▶ DOCUMENT EXTRACT:
Several have joined the U.S.-led airstrikes against Islamic State militants in Iraq and Syria. The U.S., in turn, has provided intelligence and logistic support to the Saudi-led coalition bombing rebel forces in Yemen who are backed by Iran.

Strengthening U.S. relations with the gulf states “is a big deal — it’s got to be one of the central components of the U.S. strategy after the Iran deal,” said Ilan Goldenberg, a former Obama administration official now at the Center for a New American Security, a nonpartisan think tank in Washington.

Goldenberg compared the White House outreach to the way the Nixon administration worked to bolster security ties to Japan and Taiwan after opening relations with China, their main regional rival, in 1972.

But the Obama administration faces unique challenges.

The Saudis especially have been disappointed with Obama’s approach to the Middle East. They see themselves battling Iran in a sectarian war raging across Iraq, Yemen, Lebanon and Syria, and fear easing of the economic sanctions in a nuclear deal could reinvigorate Iran’s economy and make it even more of a regional threat.

Saudi officials have made clear that they don’t want a public battle with Washington, and on Monday issued cautious statements of support for the framework. “We hope there will be a deal based on the principles that the U.S. government has articulated to us,” Adel Jubeir, the Saudi ambassador to the United States, told reporters.

But privately, many Saudi officials say they are skeptical that the deal will stop Tehran from eventually developing nuclear weapons because the restrictions it would impose are not permanent.

“The regime will sit and wait for 10 or 15 years to pass and it will restore its nuclear activities legally and legitimately,” said Mustafa Alani, a security studies scholar at the Gulf Research Center in Dubai who is close to the kingdom’s rulers.

Such concerns have been expressed privately to the Obama administration through the region’s embassies, Alani said. The aim isn’t to torpedo an eventual agreement. “We believe a diplomatic solution is better than any other solution, military or more economic sanctions,” he said.

One challenge for the White House is whether it can expand a defense relationship that already is enormous. Bahrain is home to the U.S. Navy’s 5th Fleet, and the Pentagon keeps 35,000 troops, two aircraft carrier task forces, cyber warfare specialists, drone aircraft units and more in the region. The United States and Saudi Arabia are in the middle of a 20-year, $60-billion arms deal.

▶ RECORD SET:
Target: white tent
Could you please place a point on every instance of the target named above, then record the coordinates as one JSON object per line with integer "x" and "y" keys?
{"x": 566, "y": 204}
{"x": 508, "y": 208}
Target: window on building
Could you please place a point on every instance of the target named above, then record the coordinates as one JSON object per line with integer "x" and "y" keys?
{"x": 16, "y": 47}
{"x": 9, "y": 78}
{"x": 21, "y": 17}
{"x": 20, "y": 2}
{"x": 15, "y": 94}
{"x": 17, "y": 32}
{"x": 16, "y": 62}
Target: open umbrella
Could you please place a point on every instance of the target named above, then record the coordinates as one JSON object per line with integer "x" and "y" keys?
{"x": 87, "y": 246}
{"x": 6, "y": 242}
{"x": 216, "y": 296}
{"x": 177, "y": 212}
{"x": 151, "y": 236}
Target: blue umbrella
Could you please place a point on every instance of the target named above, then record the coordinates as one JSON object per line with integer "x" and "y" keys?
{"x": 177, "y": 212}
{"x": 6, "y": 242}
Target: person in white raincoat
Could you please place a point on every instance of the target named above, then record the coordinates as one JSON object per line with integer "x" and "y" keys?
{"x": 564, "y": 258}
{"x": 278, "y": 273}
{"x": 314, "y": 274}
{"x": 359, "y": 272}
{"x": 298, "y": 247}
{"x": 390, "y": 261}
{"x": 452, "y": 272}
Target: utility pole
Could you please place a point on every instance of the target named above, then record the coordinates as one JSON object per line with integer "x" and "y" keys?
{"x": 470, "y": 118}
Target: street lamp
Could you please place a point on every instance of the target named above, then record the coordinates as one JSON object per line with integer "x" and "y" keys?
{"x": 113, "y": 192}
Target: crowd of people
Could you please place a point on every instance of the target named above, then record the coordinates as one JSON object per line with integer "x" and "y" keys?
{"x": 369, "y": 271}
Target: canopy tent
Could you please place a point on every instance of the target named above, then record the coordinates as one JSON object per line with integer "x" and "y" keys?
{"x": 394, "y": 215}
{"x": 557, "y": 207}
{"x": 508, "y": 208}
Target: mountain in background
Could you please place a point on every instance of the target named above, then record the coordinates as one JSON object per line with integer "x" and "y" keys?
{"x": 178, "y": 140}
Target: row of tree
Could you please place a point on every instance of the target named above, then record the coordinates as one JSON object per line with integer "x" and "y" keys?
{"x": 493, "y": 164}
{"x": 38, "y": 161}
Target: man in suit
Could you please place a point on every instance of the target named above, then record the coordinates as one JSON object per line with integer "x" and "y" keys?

▶ REQUIRED ACTIONS:
A – Answer these questions from the article on U.S. relations with the gulf states:
(i) Where does Ilan Goldenberg work now?
(ii) Which country is home to the U.S. Navy's 5th Fleet?
(iii) How long does the U.S.-Saudi arms deal run, and what is its value?
B – From the article on U.S. relations with the gulf states, extract the part that opens with the words "The Saudis especially" and closes with "a regional threat.".

▶ SOLUTION LIST:
A –
(i) At the Center for a New American Security, a nonpartisan think tank in Washington.
(ii) Bahrain.
(iii) It runs 20 years and is worth $60 billion.

B –
The Saudis especially have been disappointed with Obama’s approach to the Middle East. They see themselves battling Iran in a sectarian war raging across Iraq, Yemen, Lebanon and Syria, and fear easing of the economic sanctions in a nuclear deal could reinvigorate Iran’s economy and make it even more of a regional threat.